#### [Aufgabe a]
Beantworte zum Reisebericht über Pavlov:
(i) Wie heißen die Pollauer Berge auf Tschechisch?
(ii) Welche Eigenschaften machen die Region für den Weinanbau prädestiniert?
(iii) Was geschieht am Wochenende mit den Preisen im Wellness Hotel Iris?

#### [Quelldokument]
VG Wort

Motorradtouren Tschechien Südmähren Pavlov | Pollauer Berge

Pavlov ist das älteste Weinbaudorf

Blick von der Maidenburg auf Pavlov, das älteste Weinbaudorf der südmährischen Region

Pavlov ist das älteste Weinbaudorf der südmährischen Region und befindet sich an den Neumühler Stauseen (Vodní Nádrž Nové Mlýny) unterhalb eines Mikro-Kalkgebirges, das man die Pollauer Berge (Pavlovské vrchy) nennt. Die Region ist das wärmste und trockenste Gebiet Tschechiens und dadurch prädestiniert für den Weinanbau.

Die Neumühler Stauseen präsentieren sich wie auf einem Serviertablett vor uns. Zwei Straßen durchschneiden auf Dämmen den Stausee, nein, die Stauseen.

In Pavlov mit ein paar hundert Einwohnern, von denen gefühlt die Hälfte als Winzer tätig sind, haben wir uns in einem Haus eingecheckt, das bisher noch nie wirklich so unser Fall gewesen wäre: dem familiären Wellness Hotel Iris. Es nennt sich so, weil es Massagen, Whirlpool und Sauna anbietet. Diese Angebote nutzen wir nicht, sondern haben uns ausschließlich vom Preis locken lassen: Unter der Woche unterbietet das Hotel schlichtweg alle Preise für vergleichbare Zimmer oder Appartements und spendiert noch ein Frühstück dazu. Dafür verdoppeln sich am Wochenende die Preise. Das soll uns jedoch einerlei sein, da wir dann schon wieder weiterreisen.

#### [Aufgabe b]
Schreibe aus der Auflistung den Abschnitt von der Zeile mit „of the electrical“ bis zum Ende der Auflistung Wort für Wort ab, beide Enden eingeschlossen.

(Auszüge aus Zeigedaten)
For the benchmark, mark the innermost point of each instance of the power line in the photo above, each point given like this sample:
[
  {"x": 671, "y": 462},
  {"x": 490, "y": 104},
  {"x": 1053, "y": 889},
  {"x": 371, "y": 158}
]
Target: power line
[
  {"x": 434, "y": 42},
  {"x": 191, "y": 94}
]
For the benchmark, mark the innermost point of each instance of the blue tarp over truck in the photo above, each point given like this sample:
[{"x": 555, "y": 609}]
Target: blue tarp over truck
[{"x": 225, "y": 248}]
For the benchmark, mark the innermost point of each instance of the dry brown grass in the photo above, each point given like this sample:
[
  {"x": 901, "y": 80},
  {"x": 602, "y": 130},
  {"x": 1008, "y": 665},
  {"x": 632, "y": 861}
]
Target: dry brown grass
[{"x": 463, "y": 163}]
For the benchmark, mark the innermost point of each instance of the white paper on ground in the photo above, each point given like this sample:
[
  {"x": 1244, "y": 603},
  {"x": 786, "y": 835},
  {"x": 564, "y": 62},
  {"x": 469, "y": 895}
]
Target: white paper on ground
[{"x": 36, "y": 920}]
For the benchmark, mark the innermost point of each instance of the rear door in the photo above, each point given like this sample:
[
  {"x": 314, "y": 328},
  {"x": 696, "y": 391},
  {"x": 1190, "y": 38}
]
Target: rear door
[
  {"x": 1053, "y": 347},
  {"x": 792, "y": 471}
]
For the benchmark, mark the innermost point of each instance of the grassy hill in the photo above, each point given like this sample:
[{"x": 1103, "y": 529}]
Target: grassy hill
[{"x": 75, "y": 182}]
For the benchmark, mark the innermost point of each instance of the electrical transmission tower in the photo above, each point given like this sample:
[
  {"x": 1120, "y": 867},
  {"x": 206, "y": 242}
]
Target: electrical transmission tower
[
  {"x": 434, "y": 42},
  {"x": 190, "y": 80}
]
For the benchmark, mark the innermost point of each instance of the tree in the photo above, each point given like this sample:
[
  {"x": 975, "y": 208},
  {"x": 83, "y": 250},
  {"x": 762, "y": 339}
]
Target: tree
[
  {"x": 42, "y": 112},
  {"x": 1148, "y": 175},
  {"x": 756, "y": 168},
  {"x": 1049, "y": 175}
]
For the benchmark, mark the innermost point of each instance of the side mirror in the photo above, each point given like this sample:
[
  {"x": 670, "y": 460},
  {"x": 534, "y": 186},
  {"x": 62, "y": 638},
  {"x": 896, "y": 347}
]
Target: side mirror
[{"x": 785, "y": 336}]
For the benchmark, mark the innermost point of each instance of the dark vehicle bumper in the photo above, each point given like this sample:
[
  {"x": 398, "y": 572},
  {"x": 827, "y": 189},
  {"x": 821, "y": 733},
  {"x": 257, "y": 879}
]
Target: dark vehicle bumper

#### [Richtige Antwort a]
(i) Pavlovské vrchy
(ii) Sie ist das wärmste und trockenste Gebiet Tschechiens.
(iii) Sie verdoppeln sich.

#### [Richtige Antwort b]
For the benchmark, mark the innermost point of each instance of the electrical transmission tower in the photo above, each point given like this sample:
[
  {"x": 1120, "y": 867},
  {"x": 206, "y": 242}
]
Target: electrical transmission tower
[
  {"x": 434, "y": 42},
  {"x": 190, "y": 80}
]
For the benchmark, mark the innermost point of each instance of the tree in the photo above, each point given like this sample:
[
  {"x": 975, "y": 208},
  {"x": 83, "y": 250},
  {"x": 762, "y": 339}
]
Target: tree
[
  {"x": 42, "y": 112},
  {"x": 1148, "y": 175},
  {"x": 756, "y": 168},
  {"x": 1049, "y": 175}
]
For the benchmark, mark the innermost point of each instance of the side mirror in the photo above, each point given like this sample:
[
  {"x": 670, "y": 460},
  {"x": 534, "y": 186},
  {"x": 62, "y": 638},
  {"x": 896, "y": 347}
]
Target: side mirror
[{"x": 785, "y": 336}]
For the benchmark, mark the innermost point of each instance of the dark vehicle bumper in the photo above, each point given like this sample:
[
  {"x": 398, "y": 572},
  {"x": 827, "y": 189},
  {"x": 821, "y": 733},
  {"x": 257, "y": 879}
]
Target: dark vehicle bumper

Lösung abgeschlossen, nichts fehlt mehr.